Records for this task:
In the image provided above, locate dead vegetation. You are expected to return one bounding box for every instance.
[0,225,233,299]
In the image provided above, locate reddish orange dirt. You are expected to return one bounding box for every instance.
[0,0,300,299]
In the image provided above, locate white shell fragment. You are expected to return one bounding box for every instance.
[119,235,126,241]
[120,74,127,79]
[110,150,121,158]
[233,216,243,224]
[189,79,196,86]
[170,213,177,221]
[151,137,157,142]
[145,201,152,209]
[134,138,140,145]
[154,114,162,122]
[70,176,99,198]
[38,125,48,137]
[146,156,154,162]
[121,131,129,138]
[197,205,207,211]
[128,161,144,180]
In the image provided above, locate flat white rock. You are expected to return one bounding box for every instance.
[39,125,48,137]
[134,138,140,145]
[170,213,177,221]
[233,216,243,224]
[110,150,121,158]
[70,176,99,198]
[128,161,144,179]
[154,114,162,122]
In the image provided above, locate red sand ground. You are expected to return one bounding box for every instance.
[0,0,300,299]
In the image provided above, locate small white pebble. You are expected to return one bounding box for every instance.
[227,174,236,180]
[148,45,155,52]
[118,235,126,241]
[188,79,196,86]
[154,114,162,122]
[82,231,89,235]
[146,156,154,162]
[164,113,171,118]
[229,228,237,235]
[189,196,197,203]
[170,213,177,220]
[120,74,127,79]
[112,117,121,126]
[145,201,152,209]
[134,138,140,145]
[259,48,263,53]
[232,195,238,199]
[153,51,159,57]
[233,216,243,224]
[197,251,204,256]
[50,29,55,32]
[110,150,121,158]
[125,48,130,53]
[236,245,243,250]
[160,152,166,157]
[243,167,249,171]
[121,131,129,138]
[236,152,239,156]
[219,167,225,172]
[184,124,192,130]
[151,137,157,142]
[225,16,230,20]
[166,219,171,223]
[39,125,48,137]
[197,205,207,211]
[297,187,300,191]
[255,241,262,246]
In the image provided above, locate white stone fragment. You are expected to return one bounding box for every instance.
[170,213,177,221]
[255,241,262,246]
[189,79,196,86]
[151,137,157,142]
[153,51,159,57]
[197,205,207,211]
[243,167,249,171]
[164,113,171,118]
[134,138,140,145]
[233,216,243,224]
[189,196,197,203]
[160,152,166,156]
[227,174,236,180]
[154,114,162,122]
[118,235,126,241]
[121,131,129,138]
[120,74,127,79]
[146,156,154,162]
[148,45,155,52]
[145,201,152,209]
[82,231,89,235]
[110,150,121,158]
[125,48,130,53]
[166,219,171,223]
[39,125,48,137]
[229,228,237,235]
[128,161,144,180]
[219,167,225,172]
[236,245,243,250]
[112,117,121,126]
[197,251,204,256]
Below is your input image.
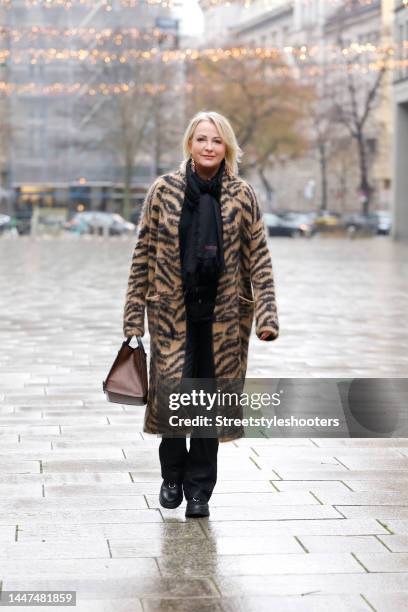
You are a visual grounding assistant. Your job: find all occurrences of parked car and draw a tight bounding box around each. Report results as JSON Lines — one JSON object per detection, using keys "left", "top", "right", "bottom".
{"left": 342, "top": 212, "right": 378, "bottom": 235}
{"left": 277, "top": 211, "right": 317, "bottom": 237}
{"left": 263, "top": 212, "right": 308, "bottom": 237}
{"left": 0, "top": 213, "right": 12, "bottom": 234}
{"left": 373, "top": 210, "right": 392, "bottom": 235}
{"left": 63, "top": 212, "right": 135, "bottom": 236}
{"left": 14, "top": 208, "right": 33, "bottom": 235}
{"left": 314, "top": 210, "right": 342, "bottom": 227}
{"left": 343, "top": 211, "right": 392, "bottom": 236}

What is required: Of all the entries above, output exactly the lines between the one holding "In the image provided above, locate white stone" and the one holding "Below is your input image.", inclusive.

Answer to the exercise:
In the image provided above, locate white stone fragment. You are expected to return one bounding box for every instance.
[170,213,177,221]
[255,241,262,246]
[189,79,196,86]
[151,137,157,142]
[153,51,159,57]
[197,205,207,211]
[243,167,249,171]
[164,113,171,118]
[134,138,140,145]
[233,216,243,224]
[189,196,197,203]
[160,152,166,156]
[227,174,236,180]
[154,114,162,122]
[118,235,126,241]
[121,131,129,138]
[120,74,127,79]
[146,156,154,162]
[148,45,155,52]
[145,201,152,209]
[82,231,89,235]
[110,150,121,158]
[125,48,130,53]
[166,219,171,223]
[39,125,48,137]
[229,228,237,235]
[128,161,144,180]
[219,167,225,172]
[236,245,243,250]
[112,117,121,126]
[197,251,204,256]
Below is your input image.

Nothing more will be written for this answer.